EXERCISE BRIEF:
Make an exact copy of the entries, taking out every picture.

DATA:
::::
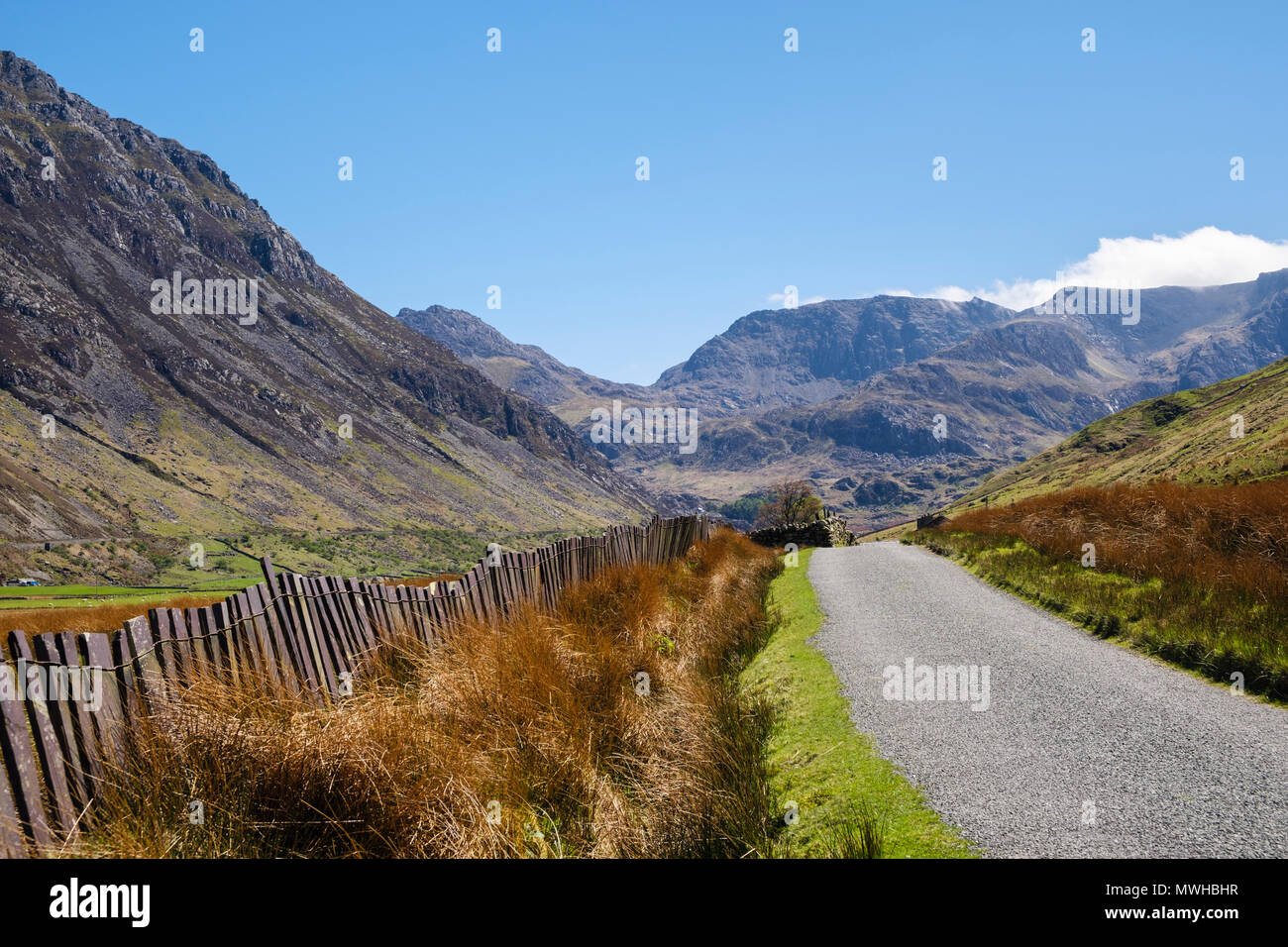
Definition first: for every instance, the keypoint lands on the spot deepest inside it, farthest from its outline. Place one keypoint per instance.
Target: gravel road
(1085, 749)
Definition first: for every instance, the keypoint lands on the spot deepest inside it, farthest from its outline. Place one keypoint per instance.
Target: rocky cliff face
(317, 407)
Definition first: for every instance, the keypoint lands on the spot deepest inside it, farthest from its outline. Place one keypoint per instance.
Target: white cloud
(1207, 257)
(805, 300)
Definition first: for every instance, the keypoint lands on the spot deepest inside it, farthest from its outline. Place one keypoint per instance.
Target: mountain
(527, 369)
(846, 393)
(765, 360)
(1190, 436)
(209, 418)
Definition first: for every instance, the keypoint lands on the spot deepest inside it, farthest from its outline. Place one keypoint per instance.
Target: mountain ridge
(198, 421)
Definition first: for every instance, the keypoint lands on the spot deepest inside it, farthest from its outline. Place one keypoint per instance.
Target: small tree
(791, 502)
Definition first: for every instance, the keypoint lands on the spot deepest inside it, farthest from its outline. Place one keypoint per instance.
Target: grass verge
(850, 801)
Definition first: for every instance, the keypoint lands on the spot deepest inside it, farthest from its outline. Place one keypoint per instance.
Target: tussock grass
(1197, 575)
(531, 738)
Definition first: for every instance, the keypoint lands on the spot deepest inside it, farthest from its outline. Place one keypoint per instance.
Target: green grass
(816, 757)
(1185, 437)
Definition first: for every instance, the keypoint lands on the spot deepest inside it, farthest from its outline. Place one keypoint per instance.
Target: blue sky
(767, 167)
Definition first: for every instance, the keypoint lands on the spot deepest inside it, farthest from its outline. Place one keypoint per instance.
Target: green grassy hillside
(1184, 437)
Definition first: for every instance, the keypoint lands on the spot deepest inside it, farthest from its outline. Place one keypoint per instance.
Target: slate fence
(297, 634)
::::
EXERCISE RESULT:
Definition first: for every instance, the keypoint lands on the spot deepest inside it, farthest from its outline. Place one keypoint per instance.
Target: gravel road
(1085, 749)
Definition first: for every instance, the keypoint lands on the spot deepest inside it, farthest from its outline. Place one keypoint per instance.
Target: rocky cliff face
(317, 407)
Definition first: for every instance, the keypoint lands on the spot deepest inside it, farthest from its outline. Place one keypoint per instance.
Target: white cloud
(1207, 257)
(805, 300)
Definition first: for every instance, the keypoint lands on the spot deepest inside it, farthest from its outline. Place one keypoint per instance.
Target: mountain
(527, 369)
(846, 393)
(765, 360)
(1190, 436)
(209, 418)
Definition first: for every instance, the keypoint lands on the spot deepest inside it, farthest from its outline. Place one keypoint per instance.
Target: mountain ridge
(198, 421)
Definition first: for every instance, the keypoint lands on the spot deepest inside it, farthest from its outline. Place one keypoint per instance.
Target: small tree
(791, 502)
Definition first: for every instance, the keypoint lands on the spot deepest inside it, farthest from its outline. Place one keypoint per instance.
Target: grass verge
(850, 801)
Definition first: for every instance, the keypoint lands on the spot deepest inside it, farthest from its outline. Place one keypoint per instance.
Target: tussock grass
(1197, 575)
(531, 738)
Definition first: for every instance, the keypoint lands on the spot deepest inside it, farthest from its outline. Place one keypoint per instance.
Target: green grass
(816, 757)
(1185, 437)
Definition first: for every instance, the keypoint lands on the spot deepest inside it, farthest from its outline. Place one keypoint per instance.
Target: blue sky
(767, 167)
Definition first: for every instance, the keypoint lands on the spot deepest inside it, farthest from its outline. Place one keypoint per instance.
Target: green grassy hillside
(1184, 437)
Definition first: for every instance, the keypoint lands on the spot deepest inside it, farthest from its outline. Place one keypoint per instance.
Target: slate fence
(297, 634)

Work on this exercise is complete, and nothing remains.